• Problem requirements: Can you set down every line of the records below, character for character, with nothing added or left out?

• Records supplied:
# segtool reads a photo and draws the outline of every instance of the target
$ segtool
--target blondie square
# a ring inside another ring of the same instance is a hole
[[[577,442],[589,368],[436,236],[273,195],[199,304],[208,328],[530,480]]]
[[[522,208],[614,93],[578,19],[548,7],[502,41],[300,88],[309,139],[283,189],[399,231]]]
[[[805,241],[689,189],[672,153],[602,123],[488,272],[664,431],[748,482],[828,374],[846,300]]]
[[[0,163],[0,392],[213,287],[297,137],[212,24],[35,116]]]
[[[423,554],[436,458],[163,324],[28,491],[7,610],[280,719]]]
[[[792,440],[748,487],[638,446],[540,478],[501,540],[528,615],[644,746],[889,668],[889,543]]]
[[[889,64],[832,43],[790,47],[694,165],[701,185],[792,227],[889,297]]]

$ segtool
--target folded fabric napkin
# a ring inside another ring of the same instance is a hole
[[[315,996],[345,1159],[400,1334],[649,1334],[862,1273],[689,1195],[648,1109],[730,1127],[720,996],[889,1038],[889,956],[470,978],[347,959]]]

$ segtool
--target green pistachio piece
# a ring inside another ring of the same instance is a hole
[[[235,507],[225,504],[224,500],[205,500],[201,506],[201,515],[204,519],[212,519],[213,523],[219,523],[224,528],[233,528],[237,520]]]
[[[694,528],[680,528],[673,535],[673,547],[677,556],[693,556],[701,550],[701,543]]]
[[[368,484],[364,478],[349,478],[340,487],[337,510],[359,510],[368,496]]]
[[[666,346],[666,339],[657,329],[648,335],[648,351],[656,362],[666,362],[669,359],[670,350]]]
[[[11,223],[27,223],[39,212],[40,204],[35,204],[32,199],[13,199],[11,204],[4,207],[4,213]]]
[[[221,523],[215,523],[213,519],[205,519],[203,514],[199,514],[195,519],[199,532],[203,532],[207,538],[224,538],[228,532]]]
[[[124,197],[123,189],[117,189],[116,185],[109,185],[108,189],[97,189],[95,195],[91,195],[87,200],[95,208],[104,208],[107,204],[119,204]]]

• Result of the exercise:
# segtool reads a photo and draws the outline of every instance of the target
$ segtool
--target blondie square
# a ring inside another ring of the same instance is a hole
[[[577,442],[589,368],[436,236],[273,195],[199,304],[208,328],[530,480]]]
[[[522,208],[614,93],[578,19],[548,7],[502,41],[300,88],[309,139],[283,189],[399,231]]]
[[[805,241],[689,189],[672,153],[602,123],[488,272],[664,431],[748,482],[828,374],[846,300]]]
[[[0,163],[0,392],[213,287],[297,137],[212,24],[35,116]]]
[[[423,554],[436,458],[163,324],[28,491],[7,610],[280,719]]]
[[[792,440],[748,487],[638,446],[540,478],[501,540],[528,615],[644,746],[889,668],[889,543]]]
[[[889,64],[832,43],[790,47],[694,165],[701,185],[792,227],[889,297]]]

$ segtool
--target folded fabric napkin
# a ring inside another ring of the same instance is a hole
[[[315,996],[345,1159],[400,1334],[649,1334],[862,1273],[689,1195],[648,1109],[730,1127],[720,996],[889,1038],[889,956],[470,978],[347,959]]]

$ segtool
--target green pistachio piece
# a ring inside another ring of the same instance is a hole
[[[235,507],[225,504],[224,500],[205,500],[201,506],[201,515],[204,519],[212,519],[213,523],[219,523],[224,528],[233,528],[237,520]]]
[[[694,528],[680,528],[673,535],[673,547],[677,556],[693,556],[701,550],[701,543]]]
[[[368,484],[364,478],[349,478],[340,487],[337,510],[359,510],[368,496]]]
[[[666,346],[666,339],[657,329],[648,335],[648,351],[656,362],[666,362],[669,359],[670,350]]]
[[[11,223],[27,223],[39,212],[40,204],[35,204],[32,199],[13,199],[11,204],[4,207],[4,213]]]
[[[221,523],[215,523],[213,519],[205,519],[203,514],[199,514],[195,519],[199,532],[203,532],[207,538],[224,538],[228,532]]]
[[[124,197],[123,189],[117,189],[116,185],[109,185],[108,189],[97,189],[95,195],[91,195],[87,200],[95,208],[104,208],[107,204],[119,204]]]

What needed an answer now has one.